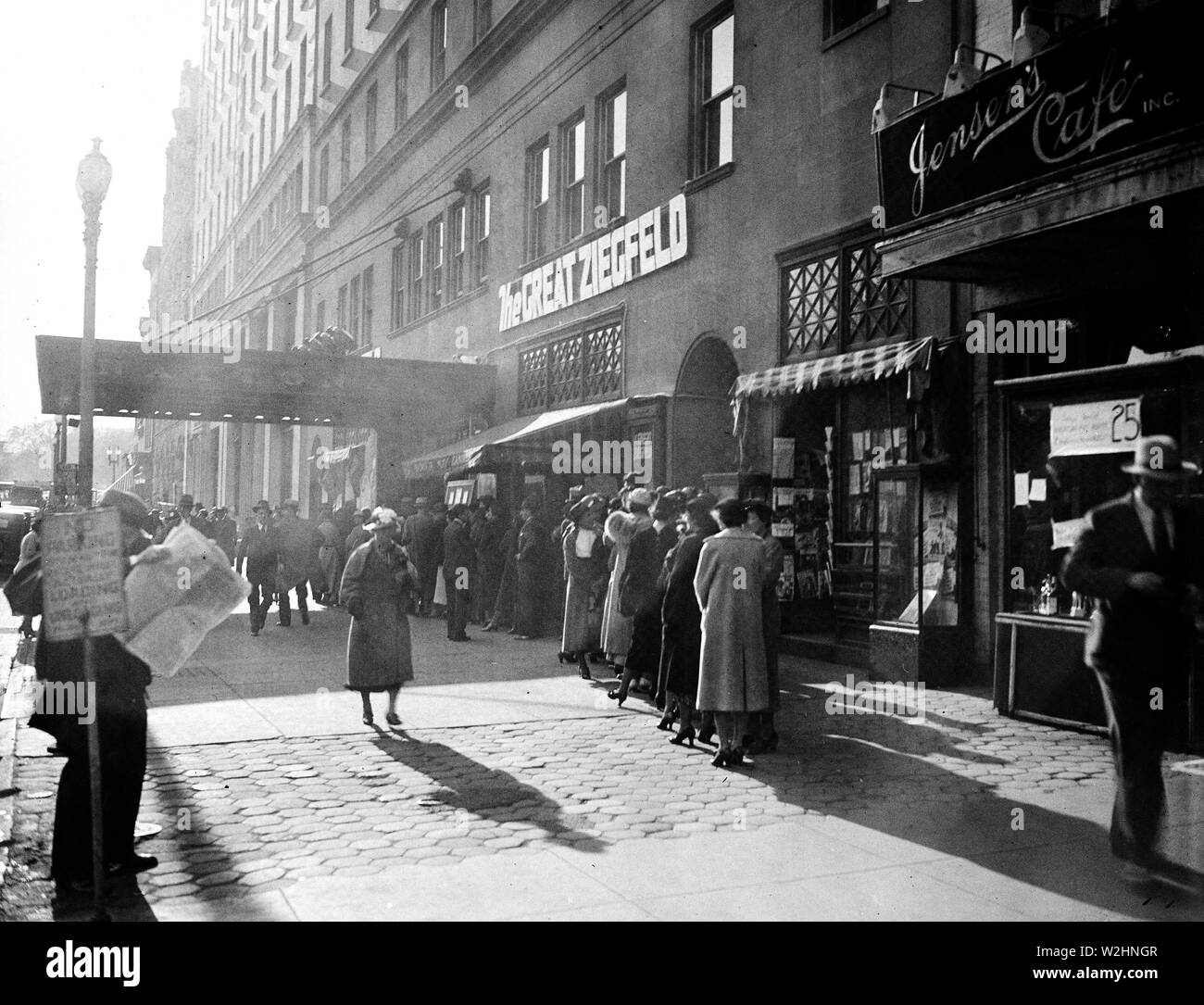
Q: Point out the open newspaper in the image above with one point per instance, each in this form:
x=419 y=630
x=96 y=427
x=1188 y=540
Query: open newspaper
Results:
x=175 y=602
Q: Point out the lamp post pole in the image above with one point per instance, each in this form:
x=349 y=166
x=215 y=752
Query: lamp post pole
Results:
x=92 y=184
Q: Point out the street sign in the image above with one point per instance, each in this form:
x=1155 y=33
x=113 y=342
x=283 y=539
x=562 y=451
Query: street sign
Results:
x=82 y=574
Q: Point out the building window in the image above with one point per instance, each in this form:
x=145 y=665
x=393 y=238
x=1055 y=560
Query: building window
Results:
x=482 y=19
x=366 y=340
x=841 y=301
x=370 y=121
x=481 y=213
x=537 y=192
x=572 y=175
x=288 y=97
x=581 y=369
x=345 y=156
x=613 y=128
x=434 y=236
x=397 y=288
x=714 y=88
x=354 y=305
x=417 y=262
x=401 y=87
x=839 y=15
x=328 y=49
x=438 y=43
x=458 y=247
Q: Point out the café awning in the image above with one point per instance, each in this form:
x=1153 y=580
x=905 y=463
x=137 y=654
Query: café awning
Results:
x=875 y=364
x=526 y=438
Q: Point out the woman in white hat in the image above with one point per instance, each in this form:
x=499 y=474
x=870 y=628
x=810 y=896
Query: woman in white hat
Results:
x=376 y=586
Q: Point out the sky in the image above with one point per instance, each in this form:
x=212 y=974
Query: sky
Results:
x=73 y=70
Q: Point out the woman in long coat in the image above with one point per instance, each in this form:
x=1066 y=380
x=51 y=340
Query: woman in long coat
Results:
x=682 y=620
x=376 y=585
x=585 y=571
x=621 y=529
x=727 y=585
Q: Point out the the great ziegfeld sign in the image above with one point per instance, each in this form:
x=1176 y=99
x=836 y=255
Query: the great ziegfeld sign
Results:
x=1116 y=87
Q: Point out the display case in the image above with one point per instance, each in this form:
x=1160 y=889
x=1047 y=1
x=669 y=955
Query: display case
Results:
x=916 y=632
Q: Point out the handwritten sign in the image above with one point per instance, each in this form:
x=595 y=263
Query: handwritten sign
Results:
x=1095 y=427
x=82 y=574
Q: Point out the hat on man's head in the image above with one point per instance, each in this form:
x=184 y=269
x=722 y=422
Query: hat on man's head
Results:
x=1157 y=457
x=133 y=511
x=382 y=519
x=639 y=497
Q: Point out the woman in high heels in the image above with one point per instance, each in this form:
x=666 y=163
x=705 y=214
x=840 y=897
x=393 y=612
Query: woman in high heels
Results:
x=377 y=583
x=682 y=634
x=585 y=571
x=731 y=673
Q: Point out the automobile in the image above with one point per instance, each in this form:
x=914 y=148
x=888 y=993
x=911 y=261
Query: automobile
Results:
x=19 y=507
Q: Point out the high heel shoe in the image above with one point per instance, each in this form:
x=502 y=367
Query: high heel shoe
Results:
x=684 y=736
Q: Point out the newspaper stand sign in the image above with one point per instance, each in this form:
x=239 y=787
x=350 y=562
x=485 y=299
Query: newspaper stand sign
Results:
x=82 y=574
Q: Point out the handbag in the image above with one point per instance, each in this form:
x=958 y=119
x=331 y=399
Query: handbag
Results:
x=24 y=589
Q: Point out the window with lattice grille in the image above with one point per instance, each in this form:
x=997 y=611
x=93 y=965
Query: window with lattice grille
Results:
x=839 y=301
x=579 y=369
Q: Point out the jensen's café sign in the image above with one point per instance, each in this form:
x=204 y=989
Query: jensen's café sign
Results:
x=621 y=254
x=1119 y=85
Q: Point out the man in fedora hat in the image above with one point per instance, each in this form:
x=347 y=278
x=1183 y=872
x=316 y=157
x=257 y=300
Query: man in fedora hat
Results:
x=1140 y=555
x=260 y=549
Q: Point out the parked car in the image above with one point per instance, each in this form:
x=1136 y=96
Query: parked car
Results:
x=19 y=507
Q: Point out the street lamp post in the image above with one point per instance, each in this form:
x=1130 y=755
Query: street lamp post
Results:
x=92 y=184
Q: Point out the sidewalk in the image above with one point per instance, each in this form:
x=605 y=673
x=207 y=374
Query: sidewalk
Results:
x=514 y=790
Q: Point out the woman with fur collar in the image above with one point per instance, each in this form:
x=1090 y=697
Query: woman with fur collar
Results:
x=621 y=529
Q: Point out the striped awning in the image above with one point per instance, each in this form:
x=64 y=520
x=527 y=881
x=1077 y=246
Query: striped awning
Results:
x=875 y=364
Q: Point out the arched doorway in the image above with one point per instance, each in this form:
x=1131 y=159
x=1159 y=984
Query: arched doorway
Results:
x=702 y=441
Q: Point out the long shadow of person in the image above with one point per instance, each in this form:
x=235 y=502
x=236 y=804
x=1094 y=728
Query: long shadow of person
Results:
x=887 y=774
x=490 y=793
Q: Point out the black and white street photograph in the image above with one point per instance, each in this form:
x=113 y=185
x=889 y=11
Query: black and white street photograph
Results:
x=698 y=461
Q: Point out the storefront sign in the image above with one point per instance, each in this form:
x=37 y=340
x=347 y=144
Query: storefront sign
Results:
x=1095 y=427
x=83 y=574
x=1123 y=84
x=626 y=252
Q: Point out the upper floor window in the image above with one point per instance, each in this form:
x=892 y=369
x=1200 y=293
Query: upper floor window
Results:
x=438 y=43
x=537 y=194
x=838 y=300
x=434 y=249
x=572 y=175
x=482 y=224
x=715 y=44
x=839 y=15
x=482 y=19
x=401 y=85
x=345 y=154
x=370 y=104
x=613 y=129
x=458 y=217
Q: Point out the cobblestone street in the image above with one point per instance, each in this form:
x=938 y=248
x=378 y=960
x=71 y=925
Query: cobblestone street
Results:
x=540 y=798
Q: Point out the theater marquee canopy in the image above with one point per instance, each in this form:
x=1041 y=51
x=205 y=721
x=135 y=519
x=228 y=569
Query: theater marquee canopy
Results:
x=306 y=388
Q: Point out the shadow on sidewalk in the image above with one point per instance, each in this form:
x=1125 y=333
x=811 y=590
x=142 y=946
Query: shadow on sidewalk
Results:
x=883 y=763
x=484 y=792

Problem requirements =
Transcribe the entries, starting at the line that contains "Q: Point out the the great" and stopping after the line that contains "x=639 y=497".

Result of this exercise =
Q: Point out the the great ziegfeld sign in the image above with one point per instance, each in this form:
x=1176 y=99
x=836 y=255
Query: the great ziegfeld sign
Results:
x=1116 y=87
Q: Point out the display case in the image above with one point per instance, each in this form:
x=1160 y=889
x=1047 y=1
x=669 y=955
Query: display case
Results:
x=916 y=632
Q: Point out the handwritten sign in the image above with one point per instance, each in this form:
x=595 y=263
Query: handwritten sign
Results:
x=1095 y=427
x=82 y=574
Q: Point out the hat on man's head in the image above with one point per instance, each in this form:
x=184 y=269
x=722 y=422
Query: hat on man's head
Results:
x=1157 y=457
x=133 y=511
x=382 y=519
x=639 y=497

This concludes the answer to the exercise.